_DIRECTION:_ Copy the data from the line containing "TARGET: shadow on wall" through the end of the data, swapping "nose piercing" for "facial piercing" and leaving everything else unchanged.

_PROVIDED MATERIAL:_
──────
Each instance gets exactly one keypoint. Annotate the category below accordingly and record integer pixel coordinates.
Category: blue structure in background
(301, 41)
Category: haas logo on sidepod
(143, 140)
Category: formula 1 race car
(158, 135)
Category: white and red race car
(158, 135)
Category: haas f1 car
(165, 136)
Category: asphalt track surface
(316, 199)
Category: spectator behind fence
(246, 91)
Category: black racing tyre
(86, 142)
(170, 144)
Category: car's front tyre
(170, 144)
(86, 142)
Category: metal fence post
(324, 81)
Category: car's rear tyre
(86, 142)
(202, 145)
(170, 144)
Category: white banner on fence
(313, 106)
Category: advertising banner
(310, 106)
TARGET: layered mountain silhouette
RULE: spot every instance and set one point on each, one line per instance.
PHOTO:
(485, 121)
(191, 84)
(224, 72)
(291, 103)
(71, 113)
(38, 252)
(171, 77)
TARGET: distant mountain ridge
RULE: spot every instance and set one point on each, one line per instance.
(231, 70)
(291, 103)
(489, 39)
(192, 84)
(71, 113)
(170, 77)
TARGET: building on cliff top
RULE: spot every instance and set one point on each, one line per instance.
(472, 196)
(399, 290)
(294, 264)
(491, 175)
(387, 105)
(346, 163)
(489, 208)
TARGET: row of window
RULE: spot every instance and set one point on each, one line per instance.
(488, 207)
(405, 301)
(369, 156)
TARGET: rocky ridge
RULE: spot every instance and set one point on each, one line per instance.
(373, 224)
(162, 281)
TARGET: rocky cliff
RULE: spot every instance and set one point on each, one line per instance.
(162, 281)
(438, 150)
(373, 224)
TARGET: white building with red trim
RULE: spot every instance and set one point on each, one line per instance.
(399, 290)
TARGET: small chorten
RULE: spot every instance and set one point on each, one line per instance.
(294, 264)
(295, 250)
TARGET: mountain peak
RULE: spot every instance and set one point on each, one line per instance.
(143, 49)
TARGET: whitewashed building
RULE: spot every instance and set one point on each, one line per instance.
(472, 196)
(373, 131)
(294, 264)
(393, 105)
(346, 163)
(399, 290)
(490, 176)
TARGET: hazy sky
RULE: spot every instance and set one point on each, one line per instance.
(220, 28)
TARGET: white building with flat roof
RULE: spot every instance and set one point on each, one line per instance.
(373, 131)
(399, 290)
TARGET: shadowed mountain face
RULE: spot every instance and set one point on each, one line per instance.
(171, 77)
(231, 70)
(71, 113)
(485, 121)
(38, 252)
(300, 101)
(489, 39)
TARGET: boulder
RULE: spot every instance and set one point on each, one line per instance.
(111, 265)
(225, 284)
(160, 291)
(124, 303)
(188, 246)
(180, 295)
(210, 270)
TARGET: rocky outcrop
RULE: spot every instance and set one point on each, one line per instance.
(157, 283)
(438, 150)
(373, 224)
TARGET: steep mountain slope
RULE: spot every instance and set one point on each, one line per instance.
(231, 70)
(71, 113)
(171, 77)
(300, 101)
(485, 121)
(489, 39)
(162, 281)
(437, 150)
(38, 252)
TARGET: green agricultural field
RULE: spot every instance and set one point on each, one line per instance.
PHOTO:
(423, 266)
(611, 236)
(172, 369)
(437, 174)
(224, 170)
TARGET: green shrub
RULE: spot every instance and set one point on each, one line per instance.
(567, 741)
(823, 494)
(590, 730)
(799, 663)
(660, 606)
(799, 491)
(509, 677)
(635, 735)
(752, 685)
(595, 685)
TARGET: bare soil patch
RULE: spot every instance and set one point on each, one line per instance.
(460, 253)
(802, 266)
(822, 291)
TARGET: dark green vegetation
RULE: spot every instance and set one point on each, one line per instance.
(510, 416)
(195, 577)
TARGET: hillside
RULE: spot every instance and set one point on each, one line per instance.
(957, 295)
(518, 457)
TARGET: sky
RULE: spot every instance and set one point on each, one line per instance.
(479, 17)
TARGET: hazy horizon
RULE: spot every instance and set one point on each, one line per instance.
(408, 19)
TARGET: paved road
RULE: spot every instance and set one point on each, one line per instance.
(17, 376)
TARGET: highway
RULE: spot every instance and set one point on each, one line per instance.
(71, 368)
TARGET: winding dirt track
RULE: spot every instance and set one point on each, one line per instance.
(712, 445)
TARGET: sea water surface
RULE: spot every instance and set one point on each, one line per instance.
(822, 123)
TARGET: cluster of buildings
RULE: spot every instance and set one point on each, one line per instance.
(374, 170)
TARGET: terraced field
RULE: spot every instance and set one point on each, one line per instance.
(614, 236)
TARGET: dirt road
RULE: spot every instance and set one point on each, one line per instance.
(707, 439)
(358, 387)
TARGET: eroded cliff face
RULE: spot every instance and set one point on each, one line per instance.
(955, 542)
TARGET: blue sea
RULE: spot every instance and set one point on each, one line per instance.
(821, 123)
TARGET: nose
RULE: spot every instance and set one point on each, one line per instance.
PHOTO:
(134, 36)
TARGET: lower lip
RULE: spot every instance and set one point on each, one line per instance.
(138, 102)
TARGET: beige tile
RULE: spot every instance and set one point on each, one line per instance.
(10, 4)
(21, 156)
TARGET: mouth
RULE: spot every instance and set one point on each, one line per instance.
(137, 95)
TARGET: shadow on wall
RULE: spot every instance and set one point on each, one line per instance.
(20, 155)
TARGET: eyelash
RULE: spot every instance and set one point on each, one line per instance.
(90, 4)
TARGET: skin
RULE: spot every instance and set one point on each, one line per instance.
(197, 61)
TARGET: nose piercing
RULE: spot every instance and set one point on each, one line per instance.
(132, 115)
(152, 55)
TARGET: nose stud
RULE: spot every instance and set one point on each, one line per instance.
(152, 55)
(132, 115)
──────
_EXERCISE OUTPUT:_
TARGET: shadow on wall
RULE: spot every instance and set one point on each, one line per instance.
(20, 155)
TARGET: eyelash
RULE: spot every instance and set one point on each, one line per instance.
(90, 4)
TARGET: skin
RULE: spot every instance and set one point on each, one line per instance.
(197, 61)
TARGET: facial piercing
RULE: spot every instance and set one point on each, one line per instance.
(132, 115)
(152, 55)
TARGET: nose stud
RULE: spot every instance and set one point on each, one line per instance.
(152, 55)
(132, 115)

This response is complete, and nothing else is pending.